• QUOTED PASSAGE:
+++++

And Shopify now is famous for really investing with Stripe and GitHub at one point, investing in Ruby. Well, GitHub was actually too small to be doing that, to be honest with you, too much... And, and Stripe is now large enough, and Shopify is large enough to be investing in, in the core language itself and to be doing that. But now I'm telling you these categor- are you bigger than GitHub? Are you bigger than Shopify? Are you, are you in the same ballpark for them? And even then it should be the exception, not the rule that you're gonna go reinvent all this stuff.
Eiso: So how does a good leader deal with that conversation? Because this is a very common conversation from the moment you are in any decision making power, no matter if it's as a team lead all the way up to a VP of engineering at any size, you're going to encounter the, the brilliant engineer who's coming up, who's come up [00:21:00] often with a brilliant solution, that is the exception. And you are not always self, even at the same experience level as technically so as a leader to be able to, to hold your own, how should you be handling that conversation?
Jason: So it's not about the problem that they're solving. It's about every other person who has to ever touch that code in my opinion. So it- the- the overhead for a company when somebody introduces brand new homegrown tech is high. And it's- I- I don't think that we've ever fully gone and addressed the cost inside a lot of these organizations and see what the total ramification is. But if you write your own language or DSL or blah, blah, blah, and then all of a sudden you have to maintain it, going forward it's gotta have backward and future compatibility. You've gotta train people internally. You've gotta support it on call, all that sort of stuff. Vulnerability management, all, all the life cycle management, that's what actually where the conversation happens.
So when someone comes to me and says," I can solve this problem by writing in a [00:22:00] database," that's literally step one. And then step two through nine are about maintaining it, supporting it, upgrading it, training people. And their plan always is step one. And I try to show them that you don't actually have a plan that is actionable nor backable by myself until you get, you know, two through n- t- 10 all the way, thought out as well.
Eiso: So for everybody listening, that's good advice. Ask for step one to ten first.
Jason: And, and it's not that I want people to have it, like this is not waterfall, you don't have to go and like fully bake it out. But if you have not shown me that you've thought this through and understand, this is where it comes into it. It's not like a plan. It's that you've planned it out and you've thought about this and you understand the ramifications. And I can trust that you understand the trade-offs, because you're not asking me to let you spend six months or even two people, three people spend six months writing a database or a new language or a new framework.
You're asking me to invest probably tens of millions of dollars over the course of a couple of [00:23:00] years and dozens upon dozens of people to maintain and support this thing. And so you have to understand those trade-offs and that's effectively, you know, at the end of the day, what they say about executives, is that they're doing resource management or allocation management. That's what I'm trying to do and understand that, and if you've not actually shown that you've understood that it's almost an automatic, no.
Eiso: You've mentioned you've come across exceptions that should been say yes to, how did that conversation go? Did that, did they come to you with step one to 10? Or was it go back to get step to one to 10, figure it out and, and you had to change your mind?

+++++

• INFORMATION SHOWN:
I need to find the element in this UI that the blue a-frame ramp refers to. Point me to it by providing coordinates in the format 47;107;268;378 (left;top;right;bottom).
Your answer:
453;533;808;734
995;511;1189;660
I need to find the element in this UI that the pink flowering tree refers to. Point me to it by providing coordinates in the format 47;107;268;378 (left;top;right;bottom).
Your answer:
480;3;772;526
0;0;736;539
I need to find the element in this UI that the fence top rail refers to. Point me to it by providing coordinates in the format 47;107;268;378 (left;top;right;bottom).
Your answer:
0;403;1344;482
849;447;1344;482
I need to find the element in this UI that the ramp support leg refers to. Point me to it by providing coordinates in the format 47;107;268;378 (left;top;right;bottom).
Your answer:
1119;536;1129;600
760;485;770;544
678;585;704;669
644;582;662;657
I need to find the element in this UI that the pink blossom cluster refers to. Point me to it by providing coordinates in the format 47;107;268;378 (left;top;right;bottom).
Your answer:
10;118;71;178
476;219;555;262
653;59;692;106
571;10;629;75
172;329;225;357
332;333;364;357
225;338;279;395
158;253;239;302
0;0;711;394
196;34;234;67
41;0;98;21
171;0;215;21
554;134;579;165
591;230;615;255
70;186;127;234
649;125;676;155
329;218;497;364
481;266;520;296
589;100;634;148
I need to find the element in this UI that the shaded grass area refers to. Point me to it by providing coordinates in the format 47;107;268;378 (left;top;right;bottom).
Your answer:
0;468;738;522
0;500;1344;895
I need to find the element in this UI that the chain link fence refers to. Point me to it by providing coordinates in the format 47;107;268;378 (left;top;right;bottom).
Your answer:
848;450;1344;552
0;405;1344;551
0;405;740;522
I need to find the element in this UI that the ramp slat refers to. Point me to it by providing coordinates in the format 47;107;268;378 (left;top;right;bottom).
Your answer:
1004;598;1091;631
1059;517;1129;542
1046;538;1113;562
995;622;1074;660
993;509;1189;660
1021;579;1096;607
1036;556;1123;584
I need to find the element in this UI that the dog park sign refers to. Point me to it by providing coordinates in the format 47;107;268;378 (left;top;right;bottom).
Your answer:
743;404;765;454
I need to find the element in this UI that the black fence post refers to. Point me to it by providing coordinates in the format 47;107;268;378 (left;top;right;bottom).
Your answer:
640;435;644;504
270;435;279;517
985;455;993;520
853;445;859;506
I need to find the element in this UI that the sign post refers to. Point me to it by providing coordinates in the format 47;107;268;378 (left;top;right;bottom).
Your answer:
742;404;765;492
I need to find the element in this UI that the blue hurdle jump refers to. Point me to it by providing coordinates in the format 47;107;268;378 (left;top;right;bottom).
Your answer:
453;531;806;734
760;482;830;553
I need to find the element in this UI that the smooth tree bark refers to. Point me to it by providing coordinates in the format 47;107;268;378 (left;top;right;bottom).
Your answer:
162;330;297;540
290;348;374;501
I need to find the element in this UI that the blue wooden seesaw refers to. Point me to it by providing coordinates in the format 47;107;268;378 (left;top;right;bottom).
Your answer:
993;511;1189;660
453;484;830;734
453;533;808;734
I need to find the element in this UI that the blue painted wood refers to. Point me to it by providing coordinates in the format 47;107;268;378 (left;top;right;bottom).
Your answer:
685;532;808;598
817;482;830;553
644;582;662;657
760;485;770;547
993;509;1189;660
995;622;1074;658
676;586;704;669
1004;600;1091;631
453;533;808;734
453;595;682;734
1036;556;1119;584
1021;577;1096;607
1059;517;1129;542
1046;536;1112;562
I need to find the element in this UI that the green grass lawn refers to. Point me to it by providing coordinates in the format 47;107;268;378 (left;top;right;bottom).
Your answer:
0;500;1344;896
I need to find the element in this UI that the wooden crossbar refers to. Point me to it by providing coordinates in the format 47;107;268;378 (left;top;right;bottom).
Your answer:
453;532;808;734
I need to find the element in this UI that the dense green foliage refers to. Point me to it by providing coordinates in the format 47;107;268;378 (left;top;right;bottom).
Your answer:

+++++

• EXERCISE TASKS:
1 – Rewrite the entries as a numbered list, skipping blank lines, covering everything from the line containing "that the green" down to the end of the entries.
2 – Continue the conversation about engineers building homegrown technology from the point where it stops.

• TASK-BY-TASK ANSWERS:
1 –
1. I need to find the element in this UI that the green grass lawn refers to. Point me to it by providing coordinates in the format 47;107;268;378 (left;top;right;bottom).
2. Your answer:
3. 0;500;1344;896
4. I need to find the element in this UI that the wooden crossbar refers to. Point me to it by providing coordinates in the format 47;107;268;378 (left;top;right;bottom).
5. Your answer:
6. 453;532;808;734
7. I need to find the element in this UI that the dense green foliage refers to. Point me to it by providing coordinates in the format 47;107;268;378 (left;top;right;bottom).
8. Your answer:

2 –
Jason: So there's a couple of instances where, you definitely, your first reaction is, "oh, no, no, no, no." And you're, you're, you know, you've gotta hold it in, you wanna listen, you wanna sh- you- you ask the probing questions. And I remember one of the very good answers from a very senior person said, "Here's what I would like to do. I have a whole bunch of knowns and a whole bunch of unknowns and I wanna take this amount of time to go prove the knowns, [00:24:00] yes and uncover the unknowns. From that point forward. I want to go answer X, Y, and Z question, understanding that I need to take this into consideration." Literally the best answer you could possibly give for not having a fully baked up plan in that scenario. That person was already a highly trusted person, so there's a little bit of, background and context and history with that person.
But of course I said, "Absolutely, and you can have another person or two to go do this in that timeframe." And what that person did to continue to engender that trust was to send me updates and to, to prove this out and show what the, the progress was being made. But it wasn't coming in overly confident, this will solve our problem and it's, I can get it done in a super straightforward. Remember, I always talk about confidence versus confidence before... I myself, if somebody comes in overly confident in that regard, I immediately think that they're hiding something or they don't fully understand the ramifications or they're being naïve.
Because, you know, when you do engineering long enough, things break, timelines continue to [00:25:00] push out. So you wanna, you want to, you know, press them on that. And when this person came in the exact way, you want a senior engineering person to come in talking to another senior engineering person, and that's how they laid it out.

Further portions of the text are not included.